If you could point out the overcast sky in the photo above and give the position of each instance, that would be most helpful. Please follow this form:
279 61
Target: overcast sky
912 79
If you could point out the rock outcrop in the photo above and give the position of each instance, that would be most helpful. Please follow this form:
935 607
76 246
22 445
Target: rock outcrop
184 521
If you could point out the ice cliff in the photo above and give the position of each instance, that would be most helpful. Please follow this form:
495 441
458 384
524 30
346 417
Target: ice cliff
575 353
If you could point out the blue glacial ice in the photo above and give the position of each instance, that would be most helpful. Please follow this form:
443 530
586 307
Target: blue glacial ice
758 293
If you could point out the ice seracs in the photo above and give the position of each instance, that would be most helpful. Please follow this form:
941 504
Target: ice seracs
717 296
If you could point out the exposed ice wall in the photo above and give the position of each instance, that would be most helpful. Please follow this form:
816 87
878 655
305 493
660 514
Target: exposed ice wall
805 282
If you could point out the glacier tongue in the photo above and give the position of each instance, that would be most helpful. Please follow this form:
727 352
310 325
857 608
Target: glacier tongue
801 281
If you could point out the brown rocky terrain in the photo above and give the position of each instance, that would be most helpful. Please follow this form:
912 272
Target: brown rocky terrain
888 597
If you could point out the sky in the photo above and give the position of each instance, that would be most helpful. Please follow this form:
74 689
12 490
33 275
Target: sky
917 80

* * *

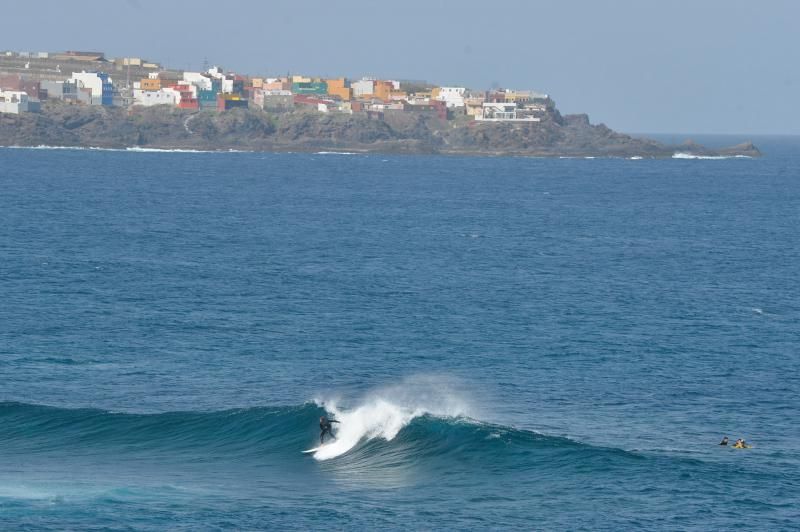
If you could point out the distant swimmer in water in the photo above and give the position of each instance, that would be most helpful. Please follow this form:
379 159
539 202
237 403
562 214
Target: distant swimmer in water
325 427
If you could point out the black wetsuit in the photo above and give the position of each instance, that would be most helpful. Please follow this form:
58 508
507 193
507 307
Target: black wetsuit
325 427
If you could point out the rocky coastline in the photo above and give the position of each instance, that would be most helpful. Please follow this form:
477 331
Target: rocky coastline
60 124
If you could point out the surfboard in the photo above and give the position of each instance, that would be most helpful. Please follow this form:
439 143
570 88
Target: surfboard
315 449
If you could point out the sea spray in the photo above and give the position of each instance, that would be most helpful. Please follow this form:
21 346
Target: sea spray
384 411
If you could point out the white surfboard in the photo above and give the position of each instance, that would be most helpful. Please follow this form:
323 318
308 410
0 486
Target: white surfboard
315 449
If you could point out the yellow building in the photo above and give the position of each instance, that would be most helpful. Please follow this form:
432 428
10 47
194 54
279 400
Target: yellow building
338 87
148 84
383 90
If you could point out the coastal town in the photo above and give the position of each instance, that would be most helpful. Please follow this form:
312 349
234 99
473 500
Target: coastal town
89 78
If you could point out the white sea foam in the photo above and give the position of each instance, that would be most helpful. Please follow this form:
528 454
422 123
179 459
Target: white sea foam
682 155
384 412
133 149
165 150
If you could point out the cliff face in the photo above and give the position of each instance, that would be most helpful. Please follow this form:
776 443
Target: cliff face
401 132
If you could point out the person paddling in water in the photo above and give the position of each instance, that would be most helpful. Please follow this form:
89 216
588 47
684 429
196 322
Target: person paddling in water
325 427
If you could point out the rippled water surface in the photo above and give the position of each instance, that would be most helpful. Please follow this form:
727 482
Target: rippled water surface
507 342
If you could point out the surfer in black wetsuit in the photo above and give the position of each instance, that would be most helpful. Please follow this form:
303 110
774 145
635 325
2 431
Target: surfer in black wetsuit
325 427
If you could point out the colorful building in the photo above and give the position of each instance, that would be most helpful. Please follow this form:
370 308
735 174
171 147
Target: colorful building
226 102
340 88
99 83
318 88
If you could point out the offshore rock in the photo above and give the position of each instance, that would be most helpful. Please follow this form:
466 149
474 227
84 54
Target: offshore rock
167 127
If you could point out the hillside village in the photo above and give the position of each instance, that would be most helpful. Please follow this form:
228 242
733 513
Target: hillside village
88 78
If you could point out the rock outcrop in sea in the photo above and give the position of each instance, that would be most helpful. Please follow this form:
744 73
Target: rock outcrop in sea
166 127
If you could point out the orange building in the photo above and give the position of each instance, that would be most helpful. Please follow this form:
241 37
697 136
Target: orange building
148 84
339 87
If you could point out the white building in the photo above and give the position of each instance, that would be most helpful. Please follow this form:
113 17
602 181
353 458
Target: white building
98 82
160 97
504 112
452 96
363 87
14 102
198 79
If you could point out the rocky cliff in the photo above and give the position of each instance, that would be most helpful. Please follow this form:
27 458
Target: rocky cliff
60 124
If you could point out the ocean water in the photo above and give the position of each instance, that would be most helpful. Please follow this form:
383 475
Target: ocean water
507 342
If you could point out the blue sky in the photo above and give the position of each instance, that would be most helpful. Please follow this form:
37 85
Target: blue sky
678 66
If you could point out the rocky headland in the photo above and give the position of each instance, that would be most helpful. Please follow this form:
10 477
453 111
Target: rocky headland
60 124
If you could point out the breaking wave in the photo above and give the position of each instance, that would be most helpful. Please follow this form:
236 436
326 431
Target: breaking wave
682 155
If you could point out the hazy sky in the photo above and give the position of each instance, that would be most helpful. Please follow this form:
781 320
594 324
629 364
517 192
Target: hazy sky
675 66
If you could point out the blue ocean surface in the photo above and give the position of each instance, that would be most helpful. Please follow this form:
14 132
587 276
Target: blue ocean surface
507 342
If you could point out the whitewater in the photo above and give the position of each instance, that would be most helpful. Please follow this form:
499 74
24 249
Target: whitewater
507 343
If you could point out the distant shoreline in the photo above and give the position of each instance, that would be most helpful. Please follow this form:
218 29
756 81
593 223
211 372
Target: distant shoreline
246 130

Written request> Which lines of the records above contain the word "distant"? Copy each of them in full.

Task result>
If you could point out the distant swimmer in water in the photo above and give the position of each instance, that would be most helpful. Please follow this form:
Target: distant swimmer in water
If you could point out the distant shoreline in the photo above and give the position of each instance, that would be most helpful. Please follow this form:
Target: distant shoreline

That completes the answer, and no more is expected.